Austin offers food adventures
Texas-sized flavor found on every corner
Weve passed the halfway mark in 2015, so if youve kept up with Lifting the Fork you have been introduced to about 26 new Food Finds already. Todays Food Find is a restaurant discovered while exploring the food scene in Austin, Texas.
My husband Mark and I traveled to Austin to visit our son, Dave, who has called Austin home for nearly two years. He has adjusted nicely to his new community – loves the music, the food and the heat. Always an appreciator of good food, he is now a certifiable foodie. He has developed a perceptive palate while working at the Salty Sow, an American Gastropub. In preparation for our visit he had scoped out a number of restaurants for us to try and first on the list was the Salty Sow.
The Salty Sow serves contemporary farmhouse fare made with ingredients sourced from local farms and purveyors. With locations in Phoenix and Austin, Chef Harold Marmulstein splits his time between both the sites and creates amazing dishes which have received national acclaim from Zagat, Conde Nast, Southern Living and other publications. He was selected in 2014 to prepare a five course menu at the James Beard House in New York City.
Dave ordered for us, since he knew the menu. We started with pastrami salmon with mustard-dill crème fraiche, Salty Sow charcuterie and cheese board, bacon and gruyere roasted bone marrow. The side dishes were incredible; most notable were the cauliflower and wild rice casserole and the crispy Brussels sprout leaves and the green chile grits. We shared a variety of entrees including candied pork belly, which was so delicious I was speechless. It was truly the best Ive ever eaten. It was served on collard greens in a soy balsamic syrup which was the perfect complement to the pork. Another out-of-this-world entree was the beer brats served with apple kohlrabi slaw.
Marmulstein is truly a genius at combining flavors.
I hadnt eaten kohlrabi prior to eating in at the Salty Sow. Its a member of the cabbage family and the whole plant is edible; generally we eat the bulb and use the leaves as you would kale. Kohlrabi can be purple or green in color, is knobby and has the texture of a turnip with a taste similar to the broccoli stems. You dont have to peel it, but its a good idea since the peel can be pretty tough.
Kolhrabi can be eaten raw or roasted, steamed or grated and made into fritters or soup.
Between meals we did some sightseeing. We toured the capitol building and downtown Austin and spent a cooling day at Barton Springs. Mark and I felt pretty hip using Uber and Lyft and staying in an airbnb. We highly recommend traveling this way.
We ended our stay with a visit to Jester King Brewery in the Hill Country. They specialize in sour beers, which seem to be gaining popularity in Austin and Portland.
People like to compare Portland to Austin and they do have similarities. It's a fun city I'll look forward to explore more.
If you go to Austin be sure to include a meal at the Salty Sow. In the meantime, Chef Marmulstein shares these recipes from the restaurant. Both are delicious and easy to prepare. The slaw is quick to make but Chef cooks his grits low and slow.

# Exercises
a) Put this sentence from the Austin food article into French: "He was selected in 2014 to prepare a five course menu at the James Beard House in New York City."
b) According to the Austin food article, what kind of beer does Jester King Brewery specialize in?

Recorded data
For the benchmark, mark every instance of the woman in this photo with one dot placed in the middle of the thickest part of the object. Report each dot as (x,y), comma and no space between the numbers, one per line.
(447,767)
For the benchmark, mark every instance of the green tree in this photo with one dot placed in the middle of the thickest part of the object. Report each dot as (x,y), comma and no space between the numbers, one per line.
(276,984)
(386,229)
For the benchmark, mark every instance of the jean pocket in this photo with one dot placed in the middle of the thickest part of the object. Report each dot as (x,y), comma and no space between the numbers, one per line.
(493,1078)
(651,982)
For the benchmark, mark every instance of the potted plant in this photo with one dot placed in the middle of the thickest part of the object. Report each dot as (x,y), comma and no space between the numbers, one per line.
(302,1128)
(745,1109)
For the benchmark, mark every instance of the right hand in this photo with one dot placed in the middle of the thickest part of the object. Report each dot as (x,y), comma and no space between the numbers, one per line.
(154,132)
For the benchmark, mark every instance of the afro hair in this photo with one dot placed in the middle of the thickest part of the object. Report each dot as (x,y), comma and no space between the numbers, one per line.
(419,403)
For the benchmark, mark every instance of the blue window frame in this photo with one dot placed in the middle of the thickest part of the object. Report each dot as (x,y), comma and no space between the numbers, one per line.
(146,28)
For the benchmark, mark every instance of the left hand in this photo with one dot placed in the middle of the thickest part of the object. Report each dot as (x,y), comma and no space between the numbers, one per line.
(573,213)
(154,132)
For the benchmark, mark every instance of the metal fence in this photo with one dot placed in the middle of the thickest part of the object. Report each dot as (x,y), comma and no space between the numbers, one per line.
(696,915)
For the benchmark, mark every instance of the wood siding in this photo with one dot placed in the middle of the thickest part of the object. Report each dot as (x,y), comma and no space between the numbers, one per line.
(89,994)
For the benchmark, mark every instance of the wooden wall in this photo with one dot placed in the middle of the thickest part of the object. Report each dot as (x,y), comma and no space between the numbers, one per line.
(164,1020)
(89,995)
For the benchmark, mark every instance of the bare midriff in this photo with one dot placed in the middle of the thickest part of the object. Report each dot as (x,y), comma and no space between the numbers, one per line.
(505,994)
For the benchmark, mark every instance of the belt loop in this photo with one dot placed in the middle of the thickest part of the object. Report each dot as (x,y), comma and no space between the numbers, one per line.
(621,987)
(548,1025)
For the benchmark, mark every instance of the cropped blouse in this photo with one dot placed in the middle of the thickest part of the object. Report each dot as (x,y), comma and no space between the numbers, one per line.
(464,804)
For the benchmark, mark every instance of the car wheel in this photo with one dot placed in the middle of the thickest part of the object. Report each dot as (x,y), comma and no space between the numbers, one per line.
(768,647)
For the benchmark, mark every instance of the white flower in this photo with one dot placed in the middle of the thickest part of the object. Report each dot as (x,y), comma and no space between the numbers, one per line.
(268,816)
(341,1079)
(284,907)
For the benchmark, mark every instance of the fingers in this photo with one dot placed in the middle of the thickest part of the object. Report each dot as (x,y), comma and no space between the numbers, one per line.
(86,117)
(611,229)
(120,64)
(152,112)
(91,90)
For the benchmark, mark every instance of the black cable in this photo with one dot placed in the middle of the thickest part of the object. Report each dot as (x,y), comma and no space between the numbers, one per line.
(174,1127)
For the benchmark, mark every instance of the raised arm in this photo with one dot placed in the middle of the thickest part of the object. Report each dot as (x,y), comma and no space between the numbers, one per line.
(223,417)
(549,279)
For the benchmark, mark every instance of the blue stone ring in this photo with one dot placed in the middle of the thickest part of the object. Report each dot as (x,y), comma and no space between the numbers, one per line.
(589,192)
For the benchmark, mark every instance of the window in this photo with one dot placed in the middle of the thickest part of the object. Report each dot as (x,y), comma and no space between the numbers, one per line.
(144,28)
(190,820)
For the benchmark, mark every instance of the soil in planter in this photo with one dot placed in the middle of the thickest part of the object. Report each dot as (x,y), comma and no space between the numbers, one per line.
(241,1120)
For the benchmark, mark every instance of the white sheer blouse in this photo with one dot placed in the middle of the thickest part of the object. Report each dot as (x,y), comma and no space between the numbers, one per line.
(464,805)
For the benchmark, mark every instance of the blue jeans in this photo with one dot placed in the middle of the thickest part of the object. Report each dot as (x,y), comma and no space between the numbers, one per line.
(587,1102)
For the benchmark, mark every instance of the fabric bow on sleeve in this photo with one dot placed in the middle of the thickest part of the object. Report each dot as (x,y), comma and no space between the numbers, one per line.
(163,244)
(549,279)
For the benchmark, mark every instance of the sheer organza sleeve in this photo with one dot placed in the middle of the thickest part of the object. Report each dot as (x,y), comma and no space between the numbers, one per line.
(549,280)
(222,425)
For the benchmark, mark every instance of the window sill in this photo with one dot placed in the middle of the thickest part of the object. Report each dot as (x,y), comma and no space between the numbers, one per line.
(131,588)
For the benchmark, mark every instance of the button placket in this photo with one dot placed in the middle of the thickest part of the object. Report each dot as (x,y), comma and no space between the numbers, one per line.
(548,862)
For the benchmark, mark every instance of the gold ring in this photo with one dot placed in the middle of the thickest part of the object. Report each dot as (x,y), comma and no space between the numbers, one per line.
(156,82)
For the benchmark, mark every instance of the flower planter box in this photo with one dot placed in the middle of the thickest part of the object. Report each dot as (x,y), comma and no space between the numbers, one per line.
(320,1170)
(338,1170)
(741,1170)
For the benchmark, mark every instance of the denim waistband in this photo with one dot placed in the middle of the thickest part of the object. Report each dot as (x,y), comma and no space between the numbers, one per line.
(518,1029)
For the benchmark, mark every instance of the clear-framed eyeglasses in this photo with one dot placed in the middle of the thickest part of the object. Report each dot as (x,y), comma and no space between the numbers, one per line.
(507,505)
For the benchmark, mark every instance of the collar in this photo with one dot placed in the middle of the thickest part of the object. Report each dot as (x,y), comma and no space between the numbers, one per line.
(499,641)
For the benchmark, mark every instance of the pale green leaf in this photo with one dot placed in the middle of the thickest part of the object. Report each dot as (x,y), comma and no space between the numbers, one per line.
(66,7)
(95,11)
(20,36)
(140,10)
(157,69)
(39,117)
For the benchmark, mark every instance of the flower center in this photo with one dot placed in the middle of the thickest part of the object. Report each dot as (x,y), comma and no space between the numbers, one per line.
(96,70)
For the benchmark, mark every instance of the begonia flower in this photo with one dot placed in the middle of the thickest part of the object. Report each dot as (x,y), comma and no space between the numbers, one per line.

# Outputs
a) Il a été choisi en 2014 pour préparer un menu de cinq plats à la James Beard House à New York.

b) Sour beers.